Identify each line of the material below that contains the string "orange" and reproduce every such line in full.

# # # # # # #

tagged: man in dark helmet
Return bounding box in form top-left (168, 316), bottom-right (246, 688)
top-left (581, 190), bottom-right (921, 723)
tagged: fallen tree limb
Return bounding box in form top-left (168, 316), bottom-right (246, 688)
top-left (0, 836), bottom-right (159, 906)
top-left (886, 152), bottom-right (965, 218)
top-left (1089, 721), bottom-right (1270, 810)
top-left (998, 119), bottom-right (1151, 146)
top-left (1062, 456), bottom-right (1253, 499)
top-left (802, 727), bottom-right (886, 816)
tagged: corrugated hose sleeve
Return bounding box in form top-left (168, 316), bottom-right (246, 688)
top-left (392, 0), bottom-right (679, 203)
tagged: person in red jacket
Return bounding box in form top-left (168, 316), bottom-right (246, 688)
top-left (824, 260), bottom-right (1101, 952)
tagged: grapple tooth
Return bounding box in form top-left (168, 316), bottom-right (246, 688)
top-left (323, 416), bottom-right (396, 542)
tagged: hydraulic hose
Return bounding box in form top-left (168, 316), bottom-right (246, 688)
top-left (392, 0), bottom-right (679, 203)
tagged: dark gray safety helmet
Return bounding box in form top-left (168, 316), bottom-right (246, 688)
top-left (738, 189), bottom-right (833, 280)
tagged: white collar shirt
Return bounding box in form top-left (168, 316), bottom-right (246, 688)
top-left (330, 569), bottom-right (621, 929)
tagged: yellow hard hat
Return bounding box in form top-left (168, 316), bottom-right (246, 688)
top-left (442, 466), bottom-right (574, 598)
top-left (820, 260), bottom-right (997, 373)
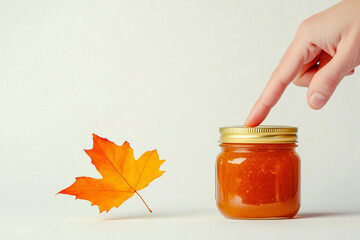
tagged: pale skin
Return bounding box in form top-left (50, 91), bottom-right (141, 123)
top-left (245, 0), bottom-right (360, 127)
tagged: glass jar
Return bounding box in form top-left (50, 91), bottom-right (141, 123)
top-left (216, 125), bottom-right (300, 219)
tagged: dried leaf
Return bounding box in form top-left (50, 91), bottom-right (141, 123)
top-left (59, 134), bottom-right (165, 212)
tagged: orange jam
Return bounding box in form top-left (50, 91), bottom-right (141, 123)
top-left (216, 126), bottom-right (300, 219)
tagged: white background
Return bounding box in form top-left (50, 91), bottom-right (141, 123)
top-left (0, 0), bottom-right (360, 239)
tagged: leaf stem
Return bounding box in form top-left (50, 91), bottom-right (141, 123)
top-left (135, 191), bottom-right (152, 213)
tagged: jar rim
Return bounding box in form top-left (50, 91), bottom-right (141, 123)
top-left (219, 125), bottom-right (298, 143)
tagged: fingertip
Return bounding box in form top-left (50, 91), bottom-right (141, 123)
top-left (308, 92), bottom-right (327, 110)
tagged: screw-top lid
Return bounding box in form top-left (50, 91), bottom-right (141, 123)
top-left (220, 125), bottom-right (297, 143)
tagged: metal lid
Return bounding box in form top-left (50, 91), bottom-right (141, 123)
top-left (219, 125), bottom-right (297, 143)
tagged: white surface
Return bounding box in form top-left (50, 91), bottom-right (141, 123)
top-left (0, 0), bottom-right (360, 239)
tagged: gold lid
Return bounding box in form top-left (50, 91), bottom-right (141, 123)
top-left (220, 125), bottom-right (297, 143)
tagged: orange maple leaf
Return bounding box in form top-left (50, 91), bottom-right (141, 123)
top-left (59, 134), bottom-right (165, 213)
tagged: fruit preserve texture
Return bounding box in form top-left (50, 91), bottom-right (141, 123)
top-left (216, 144), bottom-right (300, 218)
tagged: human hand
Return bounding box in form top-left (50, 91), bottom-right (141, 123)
top-left (245, 0), bottom-right (360, 127)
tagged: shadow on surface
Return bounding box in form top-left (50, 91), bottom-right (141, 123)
top-left (294, 212), bottom-right (360, 219)
top-left (102, 209), bottom-right (215, 221)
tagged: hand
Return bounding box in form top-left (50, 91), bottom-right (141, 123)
top-left (245, 0), bottom-right (360, 127)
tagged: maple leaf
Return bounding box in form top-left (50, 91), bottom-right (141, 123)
top-left (59, 134), bottom-right (165, 213)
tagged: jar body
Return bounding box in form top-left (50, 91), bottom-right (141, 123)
top-left (216, 143), bottom-right (300, 219)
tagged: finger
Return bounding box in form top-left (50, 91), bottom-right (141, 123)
top-left (245, 39), bottom-right (319, 127)
top-left (293, 54), bottom-right (320, 86)
top-left (294, 64), bottom-right (319, 87)
top-left (346, 69), bottom-right (355, 76)
top-left (308, 51), bottom-right (354, 110)
top-left (293, 51), bottom-right (332, 87)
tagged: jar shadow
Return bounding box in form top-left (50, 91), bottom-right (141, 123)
top-left (294, 212), bottom-right (360, 219)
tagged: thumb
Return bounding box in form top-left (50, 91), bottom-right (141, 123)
top-left (307, 52), bottom-right (354, 110)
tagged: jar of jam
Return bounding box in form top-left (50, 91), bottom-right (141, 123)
top-left (216, 125), bottom-right (300, 219)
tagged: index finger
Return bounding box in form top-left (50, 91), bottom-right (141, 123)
top-left (245, 42), bottom-right (304, 127)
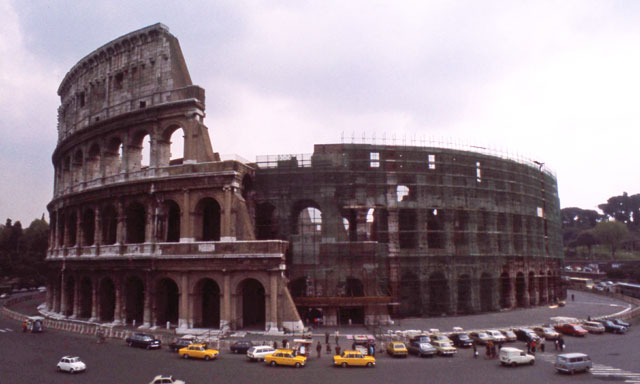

# # # # # # #

Completed task:
tagged: orange jam
tagged: orange maple leaf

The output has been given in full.